INPUT FOR THIS TASK
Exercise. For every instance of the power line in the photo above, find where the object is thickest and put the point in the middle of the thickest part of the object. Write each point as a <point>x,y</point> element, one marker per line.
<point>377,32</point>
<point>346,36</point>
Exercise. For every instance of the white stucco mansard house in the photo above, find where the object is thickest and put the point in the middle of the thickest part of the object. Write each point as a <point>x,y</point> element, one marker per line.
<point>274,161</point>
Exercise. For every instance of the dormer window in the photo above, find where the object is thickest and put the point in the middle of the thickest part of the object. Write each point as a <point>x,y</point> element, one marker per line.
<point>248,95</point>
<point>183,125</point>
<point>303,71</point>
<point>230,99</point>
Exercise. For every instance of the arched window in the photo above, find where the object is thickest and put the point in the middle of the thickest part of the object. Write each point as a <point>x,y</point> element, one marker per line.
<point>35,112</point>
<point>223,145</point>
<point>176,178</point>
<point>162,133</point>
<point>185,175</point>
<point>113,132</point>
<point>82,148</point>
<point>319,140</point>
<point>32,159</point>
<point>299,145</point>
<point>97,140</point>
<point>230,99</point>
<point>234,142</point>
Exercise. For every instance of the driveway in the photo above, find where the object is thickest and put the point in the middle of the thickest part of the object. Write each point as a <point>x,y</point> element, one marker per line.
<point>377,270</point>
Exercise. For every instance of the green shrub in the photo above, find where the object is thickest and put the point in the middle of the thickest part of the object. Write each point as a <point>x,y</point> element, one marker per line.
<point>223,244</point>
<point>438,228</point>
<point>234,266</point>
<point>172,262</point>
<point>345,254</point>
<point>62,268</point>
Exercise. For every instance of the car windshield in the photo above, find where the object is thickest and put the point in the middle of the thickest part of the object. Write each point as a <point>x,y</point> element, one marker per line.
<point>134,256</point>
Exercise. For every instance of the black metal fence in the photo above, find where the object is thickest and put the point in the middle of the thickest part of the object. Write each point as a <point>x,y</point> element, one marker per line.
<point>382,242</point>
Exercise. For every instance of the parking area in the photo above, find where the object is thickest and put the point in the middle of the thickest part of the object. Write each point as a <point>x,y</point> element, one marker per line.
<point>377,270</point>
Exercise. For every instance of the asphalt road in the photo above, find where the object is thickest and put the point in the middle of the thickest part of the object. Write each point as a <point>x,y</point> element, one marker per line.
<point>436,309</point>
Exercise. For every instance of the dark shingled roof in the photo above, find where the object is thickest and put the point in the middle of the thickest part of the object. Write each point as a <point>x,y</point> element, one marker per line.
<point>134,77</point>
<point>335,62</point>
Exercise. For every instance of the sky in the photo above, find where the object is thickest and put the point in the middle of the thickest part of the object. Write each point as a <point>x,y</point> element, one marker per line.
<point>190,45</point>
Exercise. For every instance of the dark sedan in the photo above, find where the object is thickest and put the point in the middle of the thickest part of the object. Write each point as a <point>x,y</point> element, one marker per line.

WHAT THE EXERCISE ASKS
In full and without error, give the listing again.

EXERCISE RESPONSE
Exercise. For every instance of the power line in the photo above, find where the object is thickest and put the point in the middle of the thickest part of the object. Write each point as a <point>x,y</point> element, one marker per line.
<point>377,32</point>
<point>346,36</point>
Exercise. For every instance of the white stucco mansard house in the photo above, find where the object is thickest and put the point in the middle of the thickest part of the object. Write each point as a <point>x,y</point> element, one marker per line.
<point>274,161</point>
Exercise. For every instance of the dormer window in the photo above, find where the object is thickest and put the point in the middle of the thickest part of the object. Write each point as a <point>x,y</point> element, one marker per line.
<point>248,95</point>
<point>183,125</point>
<point>303,71</point>
<point>230,99</point>
Exercise. For every instance of the arched window in the photo above, find where the object is thickest and put the point in the middle of the thickest part of the object. Write each point as a <point>x,y</point> element, one marker per line.
<point>35,112</point>
<point>223,145</point>
<point>176,178</point>
<point>162,133</point>
<point>185,175</point>
<point>113,132</point>
<point>82,148</point>
<point>319,140</point>
<point>32,159</point>
<point>299,145</point>
<point>97,140</point>
<point>230,99</point>
<point>234,142</point>
Exercise. For every instance of the driveway in the photo above, find where the object is thickest and put the point in the middle of the thickest part of the object. Write each point as a <point>x,y</point> element, one marker per line.
<point>377,270</point>
Exercise. For every instance of the green shrub in the photo above, find where the object is thickest and put the point in the middle of the thickest part of the object. Write each point as a <point>x,y</point> element, one marker per line.
<point>223,244</point>
<point>438,228</point>
<point>234,266</point>
<point>172,262</point>
<point>345,254</point>
<point>62,268</point>
Exercise. For every instance of the car windshield in the photo above, find where the object is thickest and put the point in the middle of the thickest part of the object. Write each point as a <point>x,y</point> element, one marker per line.
<point>134,256</point>
Exercise. For every instance of the black metal fence in the photo above, find where the object is thickest and put the point in the middle of the thickest part of the object. Write each point as a <point>x,y</point> element, one marker per line.
<point>382,242</point>
Exercise. For every instance of the parking area in the photo above, find where the object is thickest and put the point in the middle of the thickest part of the object. Write each point as a <point>x,y</point> element, one marker per line.
<point>377,270</point>
Exercise. For every instance of the asphalt road in the photo above, find where the object is thickest and put the point in the middle of the thickest part of the object. Write each point as a <point>x,y</point> element, one marker per line.
<point>436,309</point>
Exercise. For every instance of the dark shingled roof in the photo above, find where the object is thickest and put the point in the middle of the thickest part of the object. Write each point as a <point>x,y</point> element, one marker per line.
<point>134,77</point>
<point>335,62</point>
Exercise. For every instance of the sky in the photo above, find where the object is thickest and put the point in the middle of the thickest part of the object. Write each point as a <point>x,y</point> element, one marker per line.
<point>190,45</point>
Exercise. For every instance of the dark sedan in the photo above, find where the object is thickest and put the point in the middle of the thickest part of the object. Write each point as a <point>x,y</point> element, one marker per line.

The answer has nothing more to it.